### Your goal
Tally the lines of the listing below that contain the string "pool". Give only the number.

### Records to process
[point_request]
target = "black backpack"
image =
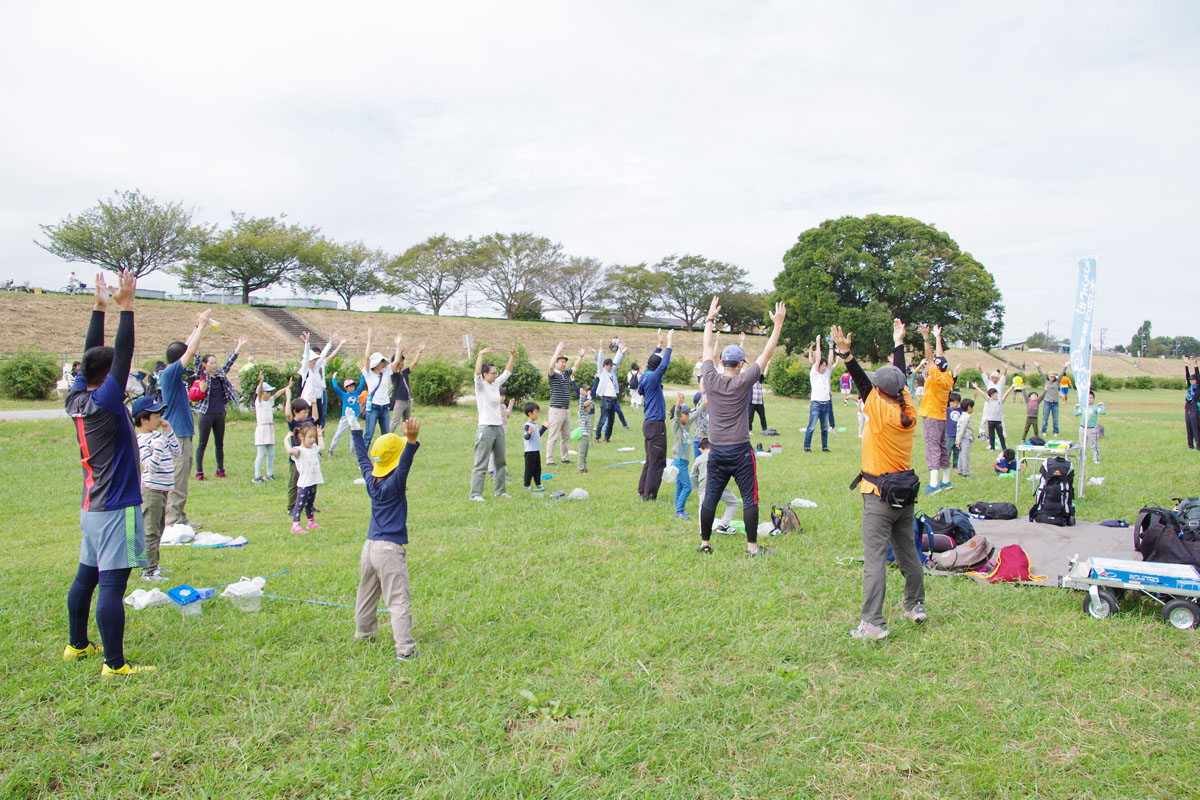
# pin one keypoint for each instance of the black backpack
...
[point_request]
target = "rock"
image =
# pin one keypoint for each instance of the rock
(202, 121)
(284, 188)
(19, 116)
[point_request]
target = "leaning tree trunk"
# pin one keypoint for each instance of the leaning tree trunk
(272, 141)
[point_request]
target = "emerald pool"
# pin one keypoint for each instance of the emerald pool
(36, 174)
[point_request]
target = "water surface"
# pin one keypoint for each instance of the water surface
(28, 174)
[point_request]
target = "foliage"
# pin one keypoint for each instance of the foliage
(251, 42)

### Expected answer
2